文書抜粋
^^^^
ヒューマンインターフェイス中間試験問題2009年度

1.ヒューマンインターフェイスにおける概念モデルの重要性に関して説明せよ.
2.インターフェイスとヒューマンエラーの関係について例を挙げて説明せよ.


解説

1.過去に何度かだしている問題だが、今年は特に出来が悪い。特に独自の例を挙げているものはほとんどが間違っていた。また、可視化や対応付け等と混同している例も多数見られた。また、日本人であっても、日本語として何を書いているのかさっぱりわからないものがいくつかあった。たとえば、主語と述語とが一致しないものなどである。
平均点は12.9点/20点満点.満点は16名。

今年も、採点の実際をもう少し具体的に説明しよう。実際の解答にはもちろん数字はなく、あくまで説明のためにつけたものである。

1.概念モデルとは、人が機械または道具を扱うときに、実際にそれを使う前に経験として知っている事や、視覚情報から判断できる情報である。
2.よって、この概念モデルと機器の使用法や能力等が違う場合、使いにくい、または誤った使い方をする可能性がある。
3.例えば、ドアにノブが付いていた場合、ほとんどの人はそれを見ただけでノブを時計方向に回せばドアロックが外れ、部屋に入るときは押す、出る時は引けばよいということがわかる。
4.しかし、ノブの回転方向が反時計回りであったり、部屋から出るときに押さなければ開かないドアであれば、ほとんどの人は部屋の出入りがスムーズに行えなくなり、災害時などでパニックになれば、カギが空いていたとしても部屋から出られなくなり、命を落とす事も考えられる。
^^^^
表示データ

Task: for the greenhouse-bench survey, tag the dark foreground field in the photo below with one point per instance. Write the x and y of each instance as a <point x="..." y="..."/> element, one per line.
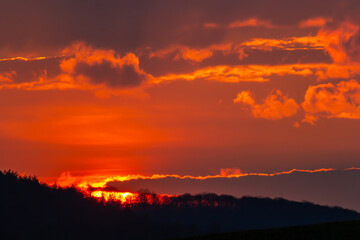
<point x="32" y="210"/>
<point x="348" y="230"/>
^^^^
実施課題
(a) 試験解説の例文によると、ドアにノブが付いていれば、ほとんどの人は見ただけで何がわかるか。該当する操作をすべて挙げよ。
(b) 試験解説の文章を、最後の文の後から続けて書け。

課題の解答
(a)
・ノブを時計方向に回せばドアロックが外れること
・部屋に入るときは押せばよいこと
・部屋から出るときは引けばよいこと

(b)
5.よって制品を作る場合、それを使う人の概念モデルを十分に考慮することが重要になってくる。

まず第一文は表現が不正確である。丸暗記はするなとは言っているが、「操作と操作結果との対応関係に関する頭の中に作られるモデル」ということが明確には読み取れない。全くの間違いとも言い切れないので、最大6点の所を2点だけ加点した。
第2文は、まず「概念モデルと機器の使用法や能力等が違う」という表現が正確ではない。この解答の表現であれば、『「概念モデルと機器の使用法が違う」場合や「概念モデルと機器の能力等が違う」場合』ということであり、概念モデルに関して正しく理解していないことが明らかとなる。そのあとの「使いにくい」という表現では加点はできないが、「誤った使い方」という表現に対して、文の前半が間違っているけれども甘く採点して2点加点した。
第3、4文は、具体例である。例を挙げて説明している場合、書いてあることが一般論と重複している場合でも、その内容によって最大3点加点している。もちろん例の中で大事なことが書かれていれば、その分は加点している。しかし、この解答例では、概念モデルについて正しく理解していないために、間違った例を挙げている。すなわち、概念モデルは「どの操作手段をどのように使用すればどのような機能が実現するのか」を頭の中でシミュレーションすることであるにも関わらず、この例はアフォーダンスに関して説明している。よって加点しにくい。しかし間違ってはいるが、まあ、何かは書いているので、1点加点した。
第5文は特に重要なことを言っているわけでもなくまとめただけであるので加点はしない。
なお、「カギが空いていた」(開いていた)、制品(製品)など漢字の間違いがあるが減点はしていない。ただし、漢字の間違いや日本語として不正確、字が汚くて判別が難しいなどのケースは減点はしていないが、甘めの加点が心情的にしづらくなっている。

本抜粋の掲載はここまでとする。